• Problem
Every line of the material below should be repeated exactly.

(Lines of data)
-- Start --

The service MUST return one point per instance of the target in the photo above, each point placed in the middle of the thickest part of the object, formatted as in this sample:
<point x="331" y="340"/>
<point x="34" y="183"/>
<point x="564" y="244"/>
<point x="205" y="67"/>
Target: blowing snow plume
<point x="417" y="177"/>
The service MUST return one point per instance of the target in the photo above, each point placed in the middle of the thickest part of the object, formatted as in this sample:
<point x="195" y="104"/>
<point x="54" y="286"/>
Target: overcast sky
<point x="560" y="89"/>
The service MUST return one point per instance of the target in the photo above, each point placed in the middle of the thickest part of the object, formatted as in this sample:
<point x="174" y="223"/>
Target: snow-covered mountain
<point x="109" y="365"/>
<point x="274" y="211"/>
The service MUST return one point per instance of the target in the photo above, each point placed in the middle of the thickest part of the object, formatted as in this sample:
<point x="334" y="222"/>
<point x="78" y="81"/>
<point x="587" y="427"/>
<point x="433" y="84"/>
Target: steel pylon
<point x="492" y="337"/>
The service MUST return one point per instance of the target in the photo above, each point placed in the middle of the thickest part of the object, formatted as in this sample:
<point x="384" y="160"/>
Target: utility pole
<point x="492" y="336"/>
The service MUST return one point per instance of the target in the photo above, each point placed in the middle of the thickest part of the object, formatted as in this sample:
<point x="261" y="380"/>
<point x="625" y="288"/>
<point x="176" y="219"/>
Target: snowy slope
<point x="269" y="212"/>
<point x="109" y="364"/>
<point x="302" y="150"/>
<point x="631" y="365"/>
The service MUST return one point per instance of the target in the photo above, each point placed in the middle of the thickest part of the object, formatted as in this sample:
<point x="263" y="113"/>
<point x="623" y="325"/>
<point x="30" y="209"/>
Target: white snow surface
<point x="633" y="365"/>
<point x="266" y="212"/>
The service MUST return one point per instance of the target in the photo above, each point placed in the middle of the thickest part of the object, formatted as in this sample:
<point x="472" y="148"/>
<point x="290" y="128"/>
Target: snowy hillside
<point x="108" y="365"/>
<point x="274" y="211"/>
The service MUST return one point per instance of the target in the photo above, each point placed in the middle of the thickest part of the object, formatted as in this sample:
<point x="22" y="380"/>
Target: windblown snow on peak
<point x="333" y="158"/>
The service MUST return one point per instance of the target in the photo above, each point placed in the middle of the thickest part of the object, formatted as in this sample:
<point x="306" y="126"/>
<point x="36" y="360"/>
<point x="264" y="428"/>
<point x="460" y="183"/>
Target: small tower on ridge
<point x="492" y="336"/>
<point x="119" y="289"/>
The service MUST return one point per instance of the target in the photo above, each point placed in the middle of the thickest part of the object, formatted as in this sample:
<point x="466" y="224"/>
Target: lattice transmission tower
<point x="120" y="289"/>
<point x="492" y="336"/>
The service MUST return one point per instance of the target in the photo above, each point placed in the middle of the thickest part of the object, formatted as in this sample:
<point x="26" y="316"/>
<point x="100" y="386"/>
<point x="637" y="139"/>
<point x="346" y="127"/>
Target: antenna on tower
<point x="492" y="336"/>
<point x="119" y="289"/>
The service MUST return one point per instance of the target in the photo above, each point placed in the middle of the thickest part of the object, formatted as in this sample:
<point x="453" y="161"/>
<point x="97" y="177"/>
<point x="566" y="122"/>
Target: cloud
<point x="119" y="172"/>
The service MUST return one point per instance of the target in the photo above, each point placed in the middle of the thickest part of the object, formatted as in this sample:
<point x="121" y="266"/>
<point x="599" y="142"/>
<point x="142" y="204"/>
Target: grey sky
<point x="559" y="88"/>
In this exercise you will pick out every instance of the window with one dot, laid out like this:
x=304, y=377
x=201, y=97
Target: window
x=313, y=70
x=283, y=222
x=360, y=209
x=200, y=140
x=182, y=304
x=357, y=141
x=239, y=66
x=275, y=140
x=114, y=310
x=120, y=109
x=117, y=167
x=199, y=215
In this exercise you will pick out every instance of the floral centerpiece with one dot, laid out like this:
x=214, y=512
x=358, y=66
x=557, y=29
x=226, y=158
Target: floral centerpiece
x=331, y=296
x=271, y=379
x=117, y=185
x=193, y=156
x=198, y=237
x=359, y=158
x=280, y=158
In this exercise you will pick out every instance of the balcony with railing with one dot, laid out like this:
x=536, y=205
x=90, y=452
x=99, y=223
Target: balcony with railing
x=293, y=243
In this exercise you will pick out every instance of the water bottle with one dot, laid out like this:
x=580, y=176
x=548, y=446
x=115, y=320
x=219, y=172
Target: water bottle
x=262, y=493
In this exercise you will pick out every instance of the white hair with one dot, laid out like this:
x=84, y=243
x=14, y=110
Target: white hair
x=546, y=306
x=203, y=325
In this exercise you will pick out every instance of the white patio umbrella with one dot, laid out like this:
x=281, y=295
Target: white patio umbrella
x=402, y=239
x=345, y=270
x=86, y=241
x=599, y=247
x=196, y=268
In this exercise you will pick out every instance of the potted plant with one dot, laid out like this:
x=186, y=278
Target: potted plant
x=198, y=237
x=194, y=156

-- End --

• Written answer
The service MUST return one point per instance of the target in the photo above, each point placed in the middle of the thickest part of the object, formatted as in this sample:
<point x="331" y="340"/>
<point x="34" y="183"/>
<point x="564" y="244"/>
<point x="205" y="67"/>
Target: blowing snow plume
<point x="417" y="177"/>
The service MUST return one point per instance of the target in the photo above, each point placed in the middle of the thickest part of the object, formatted as in this sample:
<point x="195" y="104"/>
<point x="54" y="286"/>
Target: overcast sky
<point x="560" y="89"/>
The service MUST return one point per instance of the target in the photo above, each point placed in the middle of the thickest part of the object, formatted as in this sample:
<point x="174" y="223"/>
Target: snow-covered mountain
<point x="109" y="365"/>
<point x="274" y="211"/>
The service MUST return one point per instance of the target in the photo above, each point placed in the middle of the thickest part of the object, formatted as in this sample:
<point x="334" y="222"/>
<point x="78" y="81"/>
<point x="587" y="427"/>
<point x="433" y="84"/>
Target: steel pylon
<point x="492" y="337"/>
The service MUST return one point per instance of the target in the photo above, each point placed in the middle of the thickest part of the object, formatted as in this sample:
<point x="384" y="160"/>
Target: utility pole
<point x="492" y="336"/>
The service MUST return one point per instance of the target in the photo above, each point placed in the middle of the thickest part of the object, formatted as in this sample:
<point x="261" y="380"/>
<point x="625" y="288"/>
<point x="176" y="219"/>
Target: snowy slope
<point x="269" y="212"/>
<point x="109" y="364"/>
<point x="302" y="150"/>
<point x="631" y="365"/>
The service MUST return one point per instance of the target in the photo above, each point placed in the middle of the thickest part of the object, formatted as in this sample:
<point x="263" y="113"/>
<point x="623" y="325"/>
<point x="30" y="209"/>
Target: white snow surface
<point x="633" y="365"/>
<point x="266" y="212"/>
The service MUST return one point per instance of the target in the photo above, each point placed in the middle of the thickest part of the object, formatted as in this sample:
<point x="472" y="148"/>
<point x="290" y="128"/>
Target: snowy hillside
<point x="108" y="365"/>
<point x="274" y="211"/>
The service MUST return one point per instance of the target in the photo above, each point placed in the middle of the thickest part of the object, formatted as in this sample:
<point x="22" y="380"/>
Target: windblown snow on peak
<point x="333" y="158"/>
The service MUST return one point per instance of the target in the photo above, each point placed in the middle of the thickest part of the object, formatted as in this sample:
<point x="306" y="126"/>
<point x="36" y="360"/>
<point x="264" y="428"/>
<point x="460" y="183"/>
Target: small tower on ridge
<point x="492" y="336"/>
<point x="119" y="289"/>
The service MUST return one point per instance of the target in the photo above, each point placed in the middle of the thickest part of the object, formatted as in this sample:
<point x="466" y="224"/>
Target: lattice transmission tower
<point x="120" y="289"/>
<point x="492" y="336"/>
The service MUST return one point per instance of the target in the photo above, each point placed in the middle of the thickest part of the object, formatted as in this sample:
<point x="26" y="316"/>
<point x="100" y="386"/>
<point x="637" y="139"/>
<point x="346" y="127"/>
Target: antenna on tower
<point x="492" y="336"/>
<point x="119" y="289"/>
The service MUST return one point per instance of the target in the photo above, each point placed in the middle of the thickest part of the object, formatted as in this sample:
<point x="453" y="161"/>
<point x="97" y="177"/>
<point x="566" y="122"/>
Target: cloud
<point x="119" y="172"/>
The service MUST return one point per instance of the target in the photo above, each point placed in the middle of the thickest part of the object, formatted as in this sample:
<point x="121" y="266"/>
<point x="599" y="142"/>
<point x="142" y="204"/>
Target: grey sky
<point x="559" y="88"/>
In this exercise you will pick out every instance of the window with one dot, laid out like this:
x=304, y=377
x=201, y=97
Target: window
x=313, y=70
x=283, y=222
x=360, y=209
x=200, y=140
x=182, y=304
x=357, y=141
x=239, y=66
x=275, y=140
x=114, y=310
x=120, y=109
x=117, y=167
x=199, y=215
In this exercise you will pick out every instance of the floral centerpiece with one dot, laid out like this:
x=214, y=512
x=358, y=66
x=557, y=29
x=226, y=158
Target: floral centerpiece
x=331, y=296
x=271, y=379
x=117, y=185
x=193, y=156
x=198, y=237
x=359, y=158
x=280, y=158
In this exercise you will pick out every instance of the balcony with railing with one dot, laid out like this:
x=536, y=205
x=90, y=452
x=99, y=223
Target: balcony with railing
x=293, y=243
In this exercise you will pick out every instance of the water bottle with one dot, laid out like this:
x=580, y=176
x=548, y=446
x=115, y=320
x=219, y=172
Target: water bottle
x=262, y=493
In this exercise you will pick out every instance of the white hair with one dot, laid out like this:
x=84, y=243
x=14, y=110
Target: white hair
x=546, y=306
x=203, y=325
In this exercise you will pick out every instance of the white patio umbrella with one dot, laid out like this:
x=281, y=295
Target: white patio umbrella
x=402, y=239
x=345, y=270
x=86, y=241
x=599, y=247
x=196, y=268
In this exercise you will pick out every instance of the potted plant with one dot, laid out like this:
x=186, y=278
Target: potted plant
x=198, y=237
x=194, y=156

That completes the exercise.